Les Burkinabè connaissent bien Gilbert Diendiéré pour son passé sombre et ses actes répétés d’intimidation contre les civils. Ils n’ont jamais digéré les assassinats de Thomas Sankara et ses camarades (1987), du journaliste Norbert Zongo (1998), et en 2014, du juge Salifou Nébié. Autant de forfaitures criminelles – ce ne sont pas les
seules… – non encore élucidées. Ils n’ont pas non plus oublié les crimes économiques portant sur plusieurs milliards révélés chaque année par l’Autorité
supérieure de contrôle d’État et qui accablent le clan Compaoré, ses ministres et directeurs généraux, mais ne connaissent aucune suite judiciaire sérieuse.

C’est donc en toute conscience que les Burkinabè ont enclenché la riposte
populaire contre le coup d’État du 17 septembre 2015. Ils se sont organisés sur tous les fronts. Comme l’a ironisé le journaliste Boureima Salouka, « même le muezzin de mon quartier était en résistance car il bravait le couvre-feu pour faire l’appel à la prière dès 4 heures le matin à la mosquée ». Et ils ont payé le prix fort : 15 morts et 114 blessés, selon un bilan fait à chaud par la Coordination des associations pour l’assistance et le secours populaire dont le Mouvement burkinabè des droits de l’homme et des peuples (MBDHP) est membre.

Après s’être déclaré président du Faso par intérim, le président du CNT Sheriff Sy, connu pour ses convictions sankaristes, a immédiatement demandé au chef d’état-major général des armées et au chef d’état-major des différentes régions militaires de « prendre immédiatement toutes les dispositions pour que cette forfaiture soit arrêtée ». Ce que l’armée nationale a suivi en ralliant les troupes à Ouagadougou et en donnant un ultimatum au RSP pour qu’il dépose les armes, au risque de subir un assaut qui allait lui être fatal.
☆ ☆ ☆ ☆
Demande écrite A: D'après l'extrait à lire, combien de morts et de blessés la résistance au coup d'État du 17 septembre 2015 a-t-elle faits ?
Demande écrite B: Recopiez la partie des lignes de données qui commence à la ligne contenant « Exercise. Point to the baby's eye in » et va jusqu'à la dernière ligne. Gardez les consignes telles quelles et augmentez de 124 chaque coordonnée des réponses.
Le texte et les lignes de données ne viennent pas de la même source.
☆ ☆ ☆ ☆
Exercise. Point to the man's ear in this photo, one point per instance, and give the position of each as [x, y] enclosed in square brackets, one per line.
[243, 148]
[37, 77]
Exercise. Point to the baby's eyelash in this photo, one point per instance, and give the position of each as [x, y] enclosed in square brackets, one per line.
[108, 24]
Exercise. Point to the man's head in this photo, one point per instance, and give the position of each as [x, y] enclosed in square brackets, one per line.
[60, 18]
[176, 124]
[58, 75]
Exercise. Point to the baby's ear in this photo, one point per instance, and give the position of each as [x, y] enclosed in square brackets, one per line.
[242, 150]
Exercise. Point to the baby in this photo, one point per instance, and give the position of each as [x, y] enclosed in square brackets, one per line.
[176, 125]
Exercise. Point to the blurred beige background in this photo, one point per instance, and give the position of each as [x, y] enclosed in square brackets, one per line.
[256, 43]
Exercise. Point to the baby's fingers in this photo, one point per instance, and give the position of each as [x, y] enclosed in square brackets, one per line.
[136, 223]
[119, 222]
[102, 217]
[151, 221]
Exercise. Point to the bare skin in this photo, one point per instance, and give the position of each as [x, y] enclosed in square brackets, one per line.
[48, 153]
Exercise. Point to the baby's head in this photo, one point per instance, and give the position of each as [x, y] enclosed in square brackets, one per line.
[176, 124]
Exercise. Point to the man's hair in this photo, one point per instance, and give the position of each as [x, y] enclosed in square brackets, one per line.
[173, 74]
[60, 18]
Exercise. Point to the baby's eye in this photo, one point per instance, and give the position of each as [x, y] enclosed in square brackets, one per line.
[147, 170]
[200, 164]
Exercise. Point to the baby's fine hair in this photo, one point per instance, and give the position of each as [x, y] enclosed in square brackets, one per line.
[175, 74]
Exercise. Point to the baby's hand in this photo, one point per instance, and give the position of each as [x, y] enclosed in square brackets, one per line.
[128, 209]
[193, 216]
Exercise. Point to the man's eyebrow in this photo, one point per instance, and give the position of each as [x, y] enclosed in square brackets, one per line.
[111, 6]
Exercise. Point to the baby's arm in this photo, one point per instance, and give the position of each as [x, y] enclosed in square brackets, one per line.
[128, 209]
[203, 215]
☆ ☆ ☆ ☆
Réponse écrite A: 15 morts et 114 blessés, selon un bilan fait à chaud.

Réponse écrite B:
Exercise. Point to the baby's eye in this photo, one point per instance, and give the position of each as [x, y] enclosed in square brackets, one per line.
[271, 294]
[324, 288]
Exercise. Point to the baby's fine hair in this photo, one point per instance, and give the position of each as [x, y] enclosed in square brackets, one per line.
[299, 198]
Exercise. Point to the baby's hand in this photo, one point per instance, and give the position of each as [x, y] enclosed in square brackets, one per line.
[252, 333]
[317, 340]
Exercise. Point to the man's eyebrow in this photo, one point per instance, and give the position of each as [x, y] enclosed in square brackets, one per line.
[235, 130]
Exercise. Point to the baby's arm in this photo, one point per instance, and give the position of each as [x, y] enclosed in square brackets, one per line.
[252, 333]
[327, 339]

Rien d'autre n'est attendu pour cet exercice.